Voci di dati memorizzate
----------

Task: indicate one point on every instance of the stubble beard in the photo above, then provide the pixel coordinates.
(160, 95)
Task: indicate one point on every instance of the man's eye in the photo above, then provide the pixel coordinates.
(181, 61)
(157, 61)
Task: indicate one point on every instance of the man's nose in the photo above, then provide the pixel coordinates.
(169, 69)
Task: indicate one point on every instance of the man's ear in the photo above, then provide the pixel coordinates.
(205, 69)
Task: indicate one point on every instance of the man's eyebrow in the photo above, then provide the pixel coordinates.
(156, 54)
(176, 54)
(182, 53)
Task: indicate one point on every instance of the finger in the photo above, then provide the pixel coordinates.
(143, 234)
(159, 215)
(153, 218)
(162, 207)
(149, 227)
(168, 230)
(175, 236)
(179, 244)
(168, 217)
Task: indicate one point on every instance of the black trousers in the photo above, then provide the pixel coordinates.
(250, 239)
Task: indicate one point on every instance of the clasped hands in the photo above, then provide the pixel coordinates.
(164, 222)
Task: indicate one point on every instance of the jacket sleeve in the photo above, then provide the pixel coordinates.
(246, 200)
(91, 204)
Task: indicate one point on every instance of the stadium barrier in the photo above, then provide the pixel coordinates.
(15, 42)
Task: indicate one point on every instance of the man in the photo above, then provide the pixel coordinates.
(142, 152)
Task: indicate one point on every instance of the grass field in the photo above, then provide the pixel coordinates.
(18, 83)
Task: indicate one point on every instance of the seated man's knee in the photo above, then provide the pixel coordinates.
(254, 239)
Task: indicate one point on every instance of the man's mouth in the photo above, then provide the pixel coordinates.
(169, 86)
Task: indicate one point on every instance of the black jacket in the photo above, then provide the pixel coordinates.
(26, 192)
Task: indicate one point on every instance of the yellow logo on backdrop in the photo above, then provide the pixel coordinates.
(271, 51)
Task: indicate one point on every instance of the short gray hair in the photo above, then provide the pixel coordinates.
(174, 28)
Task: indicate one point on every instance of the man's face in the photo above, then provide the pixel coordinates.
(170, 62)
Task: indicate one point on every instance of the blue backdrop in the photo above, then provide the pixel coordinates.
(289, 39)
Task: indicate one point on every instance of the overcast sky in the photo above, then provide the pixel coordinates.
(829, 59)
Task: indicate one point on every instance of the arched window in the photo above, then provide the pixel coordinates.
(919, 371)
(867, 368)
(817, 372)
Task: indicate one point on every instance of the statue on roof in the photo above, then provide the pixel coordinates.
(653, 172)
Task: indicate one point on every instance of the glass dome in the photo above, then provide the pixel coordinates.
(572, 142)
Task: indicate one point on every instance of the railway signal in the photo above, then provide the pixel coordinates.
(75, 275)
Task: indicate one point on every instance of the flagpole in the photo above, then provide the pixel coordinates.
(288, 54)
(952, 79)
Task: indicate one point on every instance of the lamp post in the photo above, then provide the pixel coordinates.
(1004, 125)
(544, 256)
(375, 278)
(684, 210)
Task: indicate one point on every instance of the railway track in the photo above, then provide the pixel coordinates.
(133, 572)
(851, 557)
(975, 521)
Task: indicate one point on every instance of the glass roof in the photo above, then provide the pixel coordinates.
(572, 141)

----------

Esercizio
Trascrivi senza alcuna modifica le righe dei dati che vanno dalla riga contenente "Task: indicate one point on every instance of the railway signal" fino alla fine dei dati, estremi inclusi.

Esercizio svolto
Task: indicate one point on every instance of the railway signal in the photo above, then provide the pixel coordinates.
(75, 275)
Task: indicate one point on every instance of the flagpole in the photo above, then provide the pixel coordinates.
(288, 54)
(952, 79)
Task: indicate one point on every instance of the lamp post in the photo above, then provide the pixel coordinates.
(1004, 125)
(544, 256)
(375, 278)
(684, 210)
Task: indicate one point on every instance of the railway track in the photo above, then provide the pixel coordinates.
(133, 572)
(851, 557)
(975, 521)
Task: indicate one point on every instance of the glass roof in the photo above, then provide the pixel coordinates.
(572, 141)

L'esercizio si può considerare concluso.